TESTO MOSTRATO:
-.-.-

Chiede la Ronchi a conferma: “Quindi caporalato inteso come sfruttamento dei lavoratori?”

“Dei lavoratori, sì, sì”

“Cioè tu controlli i lavoratori, loro lavorano e tu ti fai dare i soldi. E’ questo?”

“Esatto”; quelli che commissionavano i lavori “glieli davano a loro, i soldi, e loro li distribuivano tra i lavoratori”; trattenendo per sé, sottinteso, quanto gli pareva.

-.-.-

MATERIALE FORNITO:
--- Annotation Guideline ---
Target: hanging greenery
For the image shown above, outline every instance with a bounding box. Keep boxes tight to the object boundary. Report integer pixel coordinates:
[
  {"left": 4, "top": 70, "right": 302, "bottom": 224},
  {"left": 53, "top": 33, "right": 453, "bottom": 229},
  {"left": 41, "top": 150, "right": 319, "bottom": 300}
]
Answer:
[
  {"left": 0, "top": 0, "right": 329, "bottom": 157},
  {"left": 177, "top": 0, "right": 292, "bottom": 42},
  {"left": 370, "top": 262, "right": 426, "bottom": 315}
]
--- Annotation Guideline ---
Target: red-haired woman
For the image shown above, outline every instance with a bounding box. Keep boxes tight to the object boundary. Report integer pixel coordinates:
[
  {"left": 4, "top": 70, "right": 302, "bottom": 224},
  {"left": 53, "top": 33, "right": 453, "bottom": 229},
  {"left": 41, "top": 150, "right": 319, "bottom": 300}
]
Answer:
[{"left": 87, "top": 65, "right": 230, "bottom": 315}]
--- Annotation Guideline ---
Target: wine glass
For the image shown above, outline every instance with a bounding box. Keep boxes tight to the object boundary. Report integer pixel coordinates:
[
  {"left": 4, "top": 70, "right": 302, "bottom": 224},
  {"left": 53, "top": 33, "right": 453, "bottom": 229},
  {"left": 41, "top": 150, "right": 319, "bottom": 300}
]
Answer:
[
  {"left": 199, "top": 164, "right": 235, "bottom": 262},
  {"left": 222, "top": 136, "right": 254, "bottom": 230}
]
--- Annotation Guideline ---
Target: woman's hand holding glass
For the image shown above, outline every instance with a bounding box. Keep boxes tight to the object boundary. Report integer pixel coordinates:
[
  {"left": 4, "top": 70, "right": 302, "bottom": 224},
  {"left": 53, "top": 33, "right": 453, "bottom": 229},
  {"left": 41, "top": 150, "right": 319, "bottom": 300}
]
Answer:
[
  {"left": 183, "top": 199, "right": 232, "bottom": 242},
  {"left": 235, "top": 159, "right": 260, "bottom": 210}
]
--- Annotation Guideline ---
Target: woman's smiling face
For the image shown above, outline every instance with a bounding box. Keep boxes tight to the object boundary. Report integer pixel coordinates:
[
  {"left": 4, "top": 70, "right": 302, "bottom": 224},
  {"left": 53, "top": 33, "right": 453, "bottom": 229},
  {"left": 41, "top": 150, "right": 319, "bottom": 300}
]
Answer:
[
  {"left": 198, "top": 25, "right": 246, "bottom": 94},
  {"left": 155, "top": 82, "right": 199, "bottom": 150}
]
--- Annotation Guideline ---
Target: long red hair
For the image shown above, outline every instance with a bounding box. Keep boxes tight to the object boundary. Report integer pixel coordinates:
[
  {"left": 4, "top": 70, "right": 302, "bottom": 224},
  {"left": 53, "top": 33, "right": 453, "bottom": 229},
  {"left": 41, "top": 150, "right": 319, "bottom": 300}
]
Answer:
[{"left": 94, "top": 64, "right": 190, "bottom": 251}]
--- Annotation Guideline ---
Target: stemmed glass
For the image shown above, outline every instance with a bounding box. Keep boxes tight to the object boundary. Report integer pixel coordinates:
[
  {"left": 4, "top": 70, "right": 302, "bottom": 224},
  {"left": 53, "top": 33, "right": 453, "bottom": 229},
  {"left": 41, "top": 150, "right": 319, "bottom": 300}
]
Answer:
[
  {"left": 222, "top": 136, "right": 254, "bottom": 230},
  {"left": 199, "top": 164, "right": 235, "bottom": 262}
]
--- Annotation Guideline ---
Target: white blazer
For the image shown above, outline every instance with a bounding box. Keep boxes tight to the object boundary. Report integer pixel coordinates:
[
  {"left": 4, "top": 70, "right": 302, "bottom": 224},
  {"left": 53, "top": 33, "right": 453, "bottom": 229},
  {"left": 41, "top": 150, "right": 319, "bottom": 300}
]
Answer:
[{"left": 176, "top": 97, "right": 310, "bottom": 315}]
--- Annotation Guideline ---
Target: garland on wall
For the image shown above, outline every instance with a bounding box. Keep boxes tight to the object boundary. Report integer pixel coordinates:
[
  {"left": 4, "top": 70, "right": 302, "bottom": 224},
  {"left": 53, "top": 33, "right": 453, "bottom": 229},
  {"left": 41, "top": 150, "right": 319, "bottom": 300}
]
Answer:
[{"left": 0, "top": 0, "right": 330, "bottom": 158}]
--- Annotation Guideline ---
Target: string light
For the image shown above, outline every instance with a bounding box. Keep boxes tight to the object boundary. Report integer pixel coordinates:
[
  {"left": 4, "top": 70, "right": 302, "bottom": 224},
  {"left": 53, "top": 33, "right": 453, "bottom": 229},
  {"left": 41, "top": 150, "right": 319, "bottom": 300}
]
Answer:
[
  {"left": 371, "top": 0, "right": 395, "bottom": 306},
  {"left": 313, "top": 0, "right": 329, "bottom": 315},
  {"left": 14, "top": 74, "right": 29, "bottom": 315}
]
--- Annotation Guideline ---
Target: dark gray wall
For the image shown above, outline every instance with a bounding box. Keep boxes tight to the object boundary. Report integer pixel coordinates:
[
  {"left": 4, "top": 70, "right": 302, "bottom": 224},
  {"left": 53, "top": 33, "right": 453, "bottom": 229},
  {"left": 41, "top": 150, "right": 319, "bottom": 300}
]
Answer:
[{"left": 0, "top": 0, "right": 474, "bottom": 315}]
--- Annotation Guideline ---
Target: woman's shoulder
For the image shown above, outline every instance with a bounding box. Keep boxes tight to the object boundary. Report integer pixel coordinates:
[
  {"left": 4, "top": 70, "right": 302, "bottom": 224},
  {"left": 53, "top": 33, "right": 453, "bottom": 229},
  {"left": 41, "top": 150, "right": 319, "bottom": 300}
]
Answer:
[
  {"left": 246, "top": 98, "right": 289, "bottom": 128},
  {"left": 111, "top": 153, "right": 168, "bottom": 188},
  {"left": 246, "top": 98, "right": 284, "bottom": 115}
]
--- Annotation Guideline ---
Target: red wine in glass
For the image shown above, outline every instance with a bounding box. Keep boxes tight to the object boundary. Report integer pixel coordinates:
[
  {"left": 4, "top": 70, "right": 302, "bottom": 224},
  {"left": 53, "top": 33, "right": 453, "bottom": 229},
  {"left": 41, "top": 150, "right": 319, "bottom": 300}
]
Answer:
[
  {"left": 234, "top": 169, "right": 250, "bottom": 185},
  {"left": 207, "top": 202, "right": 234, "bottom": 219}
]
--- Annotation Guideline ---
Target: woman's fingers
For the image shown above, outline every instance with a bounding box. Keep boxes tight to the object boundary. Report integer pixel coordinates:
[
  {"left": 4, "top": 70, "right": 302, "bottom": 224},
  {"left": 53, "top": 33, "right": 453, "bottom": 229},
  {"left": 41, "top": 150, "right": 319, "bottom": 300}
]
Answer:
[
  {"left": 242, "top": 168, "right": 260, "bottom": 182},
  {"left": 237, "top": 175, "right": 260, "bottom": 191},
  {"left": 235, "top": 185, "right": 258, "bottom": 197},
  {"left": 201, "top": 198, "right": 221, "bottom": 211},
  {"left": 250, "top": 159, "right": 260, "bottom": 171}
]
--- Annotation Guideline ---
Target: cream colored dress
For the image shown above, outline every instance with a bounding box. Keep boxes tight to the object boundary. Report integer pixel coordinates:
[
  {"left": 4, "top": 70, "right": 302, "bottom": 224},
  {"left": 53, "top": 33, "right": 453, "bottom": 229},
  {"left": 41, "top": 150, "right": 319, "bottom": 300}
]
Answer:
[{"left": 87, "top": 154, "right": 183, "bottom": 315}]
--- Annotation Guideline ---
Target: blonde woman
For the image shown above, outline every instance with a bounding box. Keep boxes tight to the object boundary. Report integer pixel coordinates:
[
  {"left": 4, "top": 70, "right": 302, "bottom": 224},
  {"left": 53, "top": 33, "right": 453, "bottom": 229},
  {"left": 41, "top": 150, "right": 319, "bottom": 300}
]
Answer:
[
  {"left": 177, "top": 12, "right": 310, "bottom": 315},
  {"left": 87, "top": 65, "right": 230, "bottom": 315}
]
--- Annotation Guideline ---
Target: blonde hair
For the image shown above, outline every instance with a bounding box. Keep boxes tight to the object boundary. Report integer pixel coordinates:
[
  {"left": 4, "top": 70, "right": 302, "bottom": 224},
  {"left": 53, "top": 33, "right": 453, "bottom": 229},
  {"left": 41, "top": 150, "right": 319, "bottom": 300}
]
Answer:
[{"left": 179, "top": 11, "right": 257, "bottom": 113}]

-.-.-

CONSEGNA:
Nel testo mostrato, sostituisci "lavoratori" con "braccianti" e riporta la parte che si apre con le parole contenenti "Chiede la Ronchi" e si chiude con "quanto gli pareva.".

ESITO:
Chiede la Ronchi a conferma: “Quindi caporalato inteso come sfruttamento dei braccianti?”

“Dei braccianti, sì, sì”

“Cioè tu controlli i braccianti, loro lavorano e tu ti fai dare i soldi. E’ questo?”

“Esatto”; quelli che commissionavano i lavori “glieli davano a loro, i soldi, e loro li distribuivano tra i braccianti”; trattenendo per sé, sottinteso, quanto gli pareva.